▸ BRIEF 1
Please write out, word for word, the part of the speech excerpt that opens with the words containing "Since the Liberals" and closes with "31 per cent.".
▸ BRIEF 2
According to the speech excerpt, why should there be no rush to return to "normal" after the pandemic? Answer in one to three sentences.
▸ BRIEF 3
Decide whether each statement agrees with the speech excerpt. Answer yes or no, and quote the words that settle it.
(a) One in three Tasmanians lived in poverty before the virus.
(b) Public housing waiting lists have grown by 55 per cent since the Liberals came to power in 2014.
(c) Elective surgery waiting lists have shrunk since 2014.

▸ EXCERPTED TEXT
The lesson from COVID-19 is we all do better when government recognises its responsibility to govern for all.
Madam Speaker, COVID-19 forced us to reflect on the things that are most important in life: health, family, a secure job and our freedom.
And it has challenged us to think about how we can use the upheaval of this catastrophic global event as a positive force for change.
I have said before that we should not rush to return to “normal” after the pandemic.
There is a natural instinct to regain what we had, to retreat to what feels familiar.
But “normal” wasn’t great for far too many Tasmanians before this virus, with one in four people living in poverty.
Since the Liberals came to power in 2014, elective surgery waiting lists have blown out by 49 per cent, outpatient waiting lists by 64 per cent, public housing waiting lists by 55 per cent, and the number of school leavers engaged in work, training and further study has dropped by 31 per cent.

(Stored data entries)

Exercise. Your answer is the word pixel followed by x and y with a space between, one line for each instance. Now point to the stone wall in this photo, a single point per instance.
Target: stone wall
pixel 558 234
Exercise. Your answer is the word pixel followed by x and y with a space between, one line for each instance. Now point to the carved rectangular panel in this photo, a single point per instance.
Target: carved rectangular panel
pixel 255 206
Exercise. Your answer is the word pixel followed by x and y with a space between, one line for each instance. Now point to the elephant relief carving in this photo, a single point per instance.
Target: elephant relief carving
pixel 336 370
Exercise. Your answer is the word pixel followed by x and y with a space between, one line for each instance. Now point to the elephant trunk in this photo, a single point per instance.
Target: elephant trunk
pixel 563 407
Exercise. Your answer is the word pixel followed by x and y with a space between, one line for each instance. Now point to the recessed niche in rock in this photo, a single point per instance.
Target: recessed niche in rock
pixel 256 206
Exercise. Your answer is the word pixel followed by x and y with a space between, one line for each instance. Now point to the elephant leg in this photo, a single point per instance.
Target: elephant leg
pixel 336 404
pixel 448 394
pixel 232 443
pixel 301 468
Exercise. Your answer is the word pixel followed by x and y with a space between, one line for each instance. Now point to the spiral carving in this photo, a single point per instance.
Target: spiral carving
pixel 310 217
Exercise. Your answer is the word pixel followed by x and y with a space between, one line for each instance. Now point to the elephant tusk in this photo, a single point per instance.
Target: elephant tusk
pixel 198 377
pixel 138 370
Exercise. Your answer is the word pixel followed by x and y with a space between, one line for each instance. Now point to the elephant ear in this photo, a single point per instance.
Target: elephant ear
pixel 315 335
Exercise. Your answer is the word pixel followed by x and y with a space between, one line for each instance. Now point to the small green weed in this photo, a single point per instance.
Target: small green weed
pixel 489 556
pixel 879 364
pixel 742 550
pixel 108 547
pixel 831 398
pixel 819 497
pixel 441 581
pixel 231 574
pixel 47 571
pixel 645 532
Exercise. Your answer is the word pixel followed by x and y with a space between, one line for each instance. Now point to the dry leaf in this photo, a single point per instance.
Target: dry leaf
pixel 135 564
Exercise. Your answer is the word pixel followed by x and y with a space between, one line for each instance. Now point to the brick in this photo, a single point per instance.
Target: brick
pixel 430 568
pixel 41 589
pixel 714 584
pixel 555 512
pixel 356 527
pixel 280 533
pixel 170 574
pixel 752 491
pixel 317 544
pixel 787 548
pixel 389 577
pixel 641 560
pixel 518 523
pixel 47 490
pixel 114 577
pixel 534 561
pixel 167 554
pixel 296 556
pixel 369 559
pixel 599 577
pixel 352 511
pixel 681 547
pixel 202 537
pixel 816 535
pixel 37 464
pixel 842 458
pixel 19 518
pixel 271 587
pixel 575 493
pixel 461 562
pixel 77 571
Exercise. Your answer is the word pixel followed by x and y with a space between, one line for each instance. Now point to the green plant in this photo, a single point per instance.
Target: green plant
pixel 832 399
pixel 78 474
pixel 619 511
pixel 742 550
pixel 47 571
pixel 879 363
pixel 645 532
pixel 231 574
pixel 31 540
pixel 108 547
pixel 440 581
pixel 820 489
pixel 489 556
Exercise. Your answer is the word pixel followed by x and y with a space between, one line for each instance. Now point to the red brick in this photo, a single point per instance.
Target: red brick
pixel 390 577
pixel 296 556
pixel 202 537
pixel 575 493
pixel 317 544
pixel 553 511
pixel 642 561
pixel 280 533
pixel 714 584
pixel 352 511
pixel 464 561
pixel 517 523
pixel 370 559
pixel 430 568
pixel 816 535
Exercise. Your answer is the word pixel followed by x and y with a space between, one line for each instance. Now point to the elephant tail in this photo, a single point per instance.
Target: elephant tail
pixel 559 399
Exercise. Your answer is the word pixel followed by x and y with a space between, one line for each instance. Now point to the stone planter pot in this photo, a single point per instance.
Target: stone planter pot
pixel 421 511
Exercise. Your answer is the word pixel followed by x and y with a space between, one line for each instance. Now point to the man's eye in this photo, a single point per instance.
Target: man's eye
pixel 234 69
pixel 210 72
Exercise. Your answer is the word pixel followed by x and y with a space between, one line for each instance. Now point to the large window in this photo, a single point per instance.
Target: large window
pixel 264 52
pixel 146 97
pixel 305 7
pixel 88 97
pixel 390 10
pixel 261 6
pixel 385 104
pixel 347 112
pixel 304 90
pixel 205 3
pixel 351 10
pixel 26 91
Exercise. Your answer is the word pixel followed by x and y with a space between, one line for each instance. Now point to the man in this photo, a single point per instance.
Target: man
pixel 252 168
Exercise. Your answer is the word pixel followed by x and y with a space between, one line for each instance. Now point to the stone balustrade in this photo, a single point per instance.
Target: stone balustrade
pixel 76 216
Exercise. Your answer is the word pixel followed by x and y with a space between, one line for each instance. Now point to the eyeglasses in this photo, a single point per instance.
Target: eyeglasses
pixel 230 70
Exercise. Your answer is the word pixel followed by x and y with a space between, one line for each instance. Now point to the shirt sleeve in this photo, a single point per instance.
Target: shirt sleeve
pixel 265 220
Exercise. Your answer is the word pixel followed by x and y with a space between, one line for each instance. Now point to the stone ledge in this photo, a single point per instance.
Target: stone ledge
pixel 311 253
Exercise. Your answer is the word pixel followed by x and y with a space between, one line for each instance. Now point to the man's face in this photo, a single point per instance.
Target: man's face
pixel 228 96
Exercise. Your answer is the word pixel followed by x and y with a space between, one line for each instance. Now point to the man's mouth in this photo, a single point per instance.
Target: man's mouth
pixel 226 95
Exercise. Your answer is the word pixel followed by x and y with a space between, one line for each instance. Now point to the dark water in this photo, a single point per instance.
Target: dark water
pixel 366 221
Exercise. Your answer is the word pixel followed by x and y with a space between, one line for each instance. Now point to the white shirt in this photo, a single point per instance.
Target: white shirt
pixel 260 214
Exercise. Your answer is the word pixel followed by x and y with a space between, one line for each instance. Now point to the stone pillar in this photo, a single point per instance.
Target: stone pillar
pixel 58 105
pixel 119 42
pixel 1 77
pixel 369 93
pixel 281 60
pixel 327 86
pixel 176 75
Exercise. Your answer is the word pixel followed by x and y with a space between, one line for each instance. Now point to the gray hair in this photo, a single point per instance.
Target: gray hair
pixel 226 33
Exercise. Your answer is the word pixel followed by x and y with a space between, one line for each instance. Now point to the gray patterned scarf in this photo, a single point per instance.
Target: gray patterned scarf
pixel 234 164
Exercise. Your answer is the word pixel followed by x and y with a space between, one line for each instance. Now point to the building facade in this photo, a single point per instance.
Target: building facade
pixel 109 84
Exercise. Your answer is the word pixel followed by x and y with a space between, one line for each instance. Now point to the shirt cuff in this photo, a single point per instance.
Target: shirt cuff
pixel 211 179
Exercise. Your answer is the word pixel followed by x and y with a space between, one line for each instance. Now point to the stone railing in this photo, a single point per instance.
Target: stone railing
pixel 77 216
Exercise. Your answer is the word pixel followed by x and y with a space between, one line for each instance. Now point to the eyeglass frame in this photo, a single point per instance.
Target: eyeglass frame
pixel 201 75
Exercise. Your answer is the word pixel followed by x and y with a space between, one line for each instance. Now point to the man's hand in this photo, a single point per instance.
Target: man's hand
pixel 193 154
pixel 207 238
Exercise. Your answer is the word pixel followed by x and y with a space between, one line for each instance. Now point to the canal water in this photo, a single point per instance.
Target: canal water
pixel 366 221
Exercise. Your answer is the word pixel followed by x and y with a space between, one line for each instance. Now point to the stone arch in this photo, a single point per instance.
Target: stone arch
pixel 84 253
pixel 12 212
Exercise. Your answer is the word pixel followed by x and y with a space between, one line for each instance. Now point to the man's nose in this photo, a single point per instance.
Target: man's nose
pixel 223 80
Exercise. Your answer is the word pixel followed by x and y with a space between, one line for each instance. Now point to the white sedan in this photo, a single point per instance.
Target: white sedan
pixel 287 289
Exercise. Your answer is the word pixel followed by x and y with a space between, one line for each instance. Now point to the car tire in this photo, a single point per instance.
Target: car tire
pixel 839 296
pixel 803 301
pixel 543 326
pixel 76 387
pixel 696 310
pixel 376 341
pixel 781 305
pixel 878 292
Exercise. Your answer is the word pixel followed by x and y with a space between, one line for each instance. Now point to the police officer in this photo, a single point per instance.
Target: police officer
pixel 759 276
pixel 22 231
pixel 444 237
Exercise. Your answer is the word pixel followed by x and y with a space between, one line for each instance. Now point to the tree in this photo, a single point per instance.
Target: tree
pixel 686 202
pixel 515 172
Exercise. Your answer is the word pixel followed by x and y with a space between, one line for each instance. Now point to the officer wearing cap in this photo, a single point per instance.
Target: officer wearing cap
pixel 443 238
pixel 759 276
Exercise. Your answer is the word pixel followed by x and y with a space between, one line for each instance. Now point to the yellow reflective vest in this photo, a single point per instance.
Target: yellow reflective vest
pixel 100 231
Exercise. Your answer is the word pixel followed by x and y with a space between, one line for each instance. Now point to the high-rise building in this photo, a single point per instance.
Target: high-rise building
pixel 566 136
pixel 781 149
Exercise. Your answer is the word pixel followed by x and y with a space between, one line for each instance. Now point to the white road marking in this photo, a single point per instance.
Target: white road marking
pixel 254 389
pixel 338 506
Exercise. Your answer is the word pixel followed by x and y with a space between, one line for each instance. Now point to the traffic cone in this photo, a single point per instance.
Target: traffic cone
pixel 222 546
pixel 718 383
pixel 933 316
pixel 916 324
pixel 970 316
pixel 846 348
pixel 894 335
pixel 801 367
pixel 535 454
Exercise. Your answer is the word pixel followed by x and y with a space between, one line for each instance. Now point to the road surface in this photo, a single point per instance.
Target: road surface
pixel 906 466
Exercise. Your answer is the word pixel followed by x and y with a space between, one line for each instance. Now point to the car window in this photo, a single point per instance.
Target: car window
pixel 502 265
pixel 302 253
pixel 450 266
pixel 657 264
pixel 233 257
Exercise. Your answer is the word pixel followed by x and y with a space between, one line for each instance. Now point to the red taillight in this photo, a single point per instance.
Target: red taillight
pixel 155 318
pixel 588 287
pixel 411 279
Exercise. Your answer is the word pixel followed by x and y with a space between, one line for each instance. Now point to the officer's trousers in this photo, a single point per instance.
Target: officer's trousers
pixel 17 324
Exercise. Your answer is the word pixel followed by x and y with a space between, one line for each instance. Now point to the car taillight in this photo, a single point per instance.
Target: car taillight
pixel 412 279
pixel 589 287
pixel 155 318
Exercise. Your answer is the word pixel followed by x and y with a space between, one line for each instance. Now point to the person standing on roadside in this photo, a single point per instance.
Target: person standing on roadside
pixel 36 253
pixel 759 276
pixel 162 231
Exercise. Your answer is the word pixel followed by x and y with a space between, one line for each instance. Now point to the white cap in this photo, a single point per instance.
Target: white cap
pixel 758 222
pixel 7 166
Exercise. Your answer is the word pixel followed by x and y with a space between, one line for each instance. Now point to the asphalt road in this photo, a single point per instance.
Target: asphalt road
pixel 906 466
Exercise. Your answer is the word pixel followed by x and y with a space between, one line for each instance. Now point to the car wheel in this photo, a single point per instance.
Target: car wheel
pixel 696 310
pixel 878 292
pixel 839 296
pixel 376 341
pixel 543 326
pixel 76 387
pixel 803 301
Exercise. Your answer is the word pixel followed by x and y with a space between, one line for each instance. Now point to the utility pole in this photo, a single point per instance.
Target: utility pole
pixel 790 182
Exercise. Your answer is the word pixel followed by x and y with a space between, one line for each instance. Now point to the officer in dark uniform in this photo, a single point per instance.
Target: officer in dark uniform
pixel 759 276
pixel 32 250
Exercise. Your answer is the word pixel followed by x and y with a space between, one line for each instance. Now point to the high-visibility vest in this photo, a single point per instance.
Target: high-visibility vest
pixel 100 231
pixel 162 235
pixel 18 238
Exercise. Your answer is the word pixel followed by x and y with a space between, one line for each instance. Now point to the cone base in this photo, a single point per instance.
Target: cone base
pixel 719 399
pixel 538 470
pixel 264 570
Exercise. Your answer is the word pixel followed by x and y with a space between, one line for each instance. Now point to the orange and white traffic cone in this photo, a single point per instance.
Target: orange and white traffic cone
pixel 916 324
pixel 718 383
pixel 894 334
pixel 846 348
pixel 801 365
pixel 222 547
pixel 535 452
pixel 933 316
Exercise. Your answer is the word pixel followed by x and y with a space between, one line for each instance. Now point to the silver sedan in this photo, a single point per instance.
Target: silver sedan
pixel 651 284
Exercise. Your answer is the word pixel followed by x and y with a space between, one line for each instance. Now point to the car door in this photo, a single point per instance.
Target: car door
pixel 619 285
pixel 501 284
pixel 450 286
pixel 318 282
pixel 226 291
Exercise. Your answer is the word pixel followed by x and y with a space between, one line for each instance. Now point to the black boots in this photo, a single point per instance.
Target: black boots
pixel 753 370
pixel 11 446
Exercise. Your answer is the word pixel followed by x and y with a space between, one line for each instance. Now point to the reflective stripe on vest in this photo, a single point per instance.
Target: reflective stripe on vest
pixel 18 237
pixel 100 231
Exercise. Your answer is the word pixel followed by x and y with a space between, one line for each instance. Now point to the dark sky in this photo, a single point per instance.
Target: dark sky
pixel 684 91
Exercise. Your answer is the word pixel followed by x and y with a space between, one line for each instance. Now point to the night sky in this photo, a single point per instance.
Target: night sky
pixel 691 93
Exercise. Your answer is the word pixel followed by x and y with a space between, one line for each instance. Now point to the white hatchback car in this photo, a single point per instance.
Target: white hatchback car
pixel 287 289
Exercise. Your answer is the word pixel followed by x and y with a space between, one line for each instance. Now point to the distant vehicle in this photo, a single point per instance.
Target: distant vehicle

▸ WRITTEN RESPONSE 1
Since the Liberals came to power in 2014, elective surgery waiting lists have blown out by 49 per cent, outpatient waiting lists by 64 per cent, public housing waiting lists by 55 per cent, and the number of school leavers engaged in work, training and further study has dropped by 31 per cent.

▸ WRITTEN RESPONSE 2
"Normal" wasn't great for far too many Tasmanians before the virus. One in four people were living in poverty.

▸ WRITTEN RESPONSE 3
(a) No: "one in four people living in poverty"
(b) Yes: "public housing waiting lists by 55 per cent"
(c) No: "elective surgery waiting lists have blown out by 49 per cent"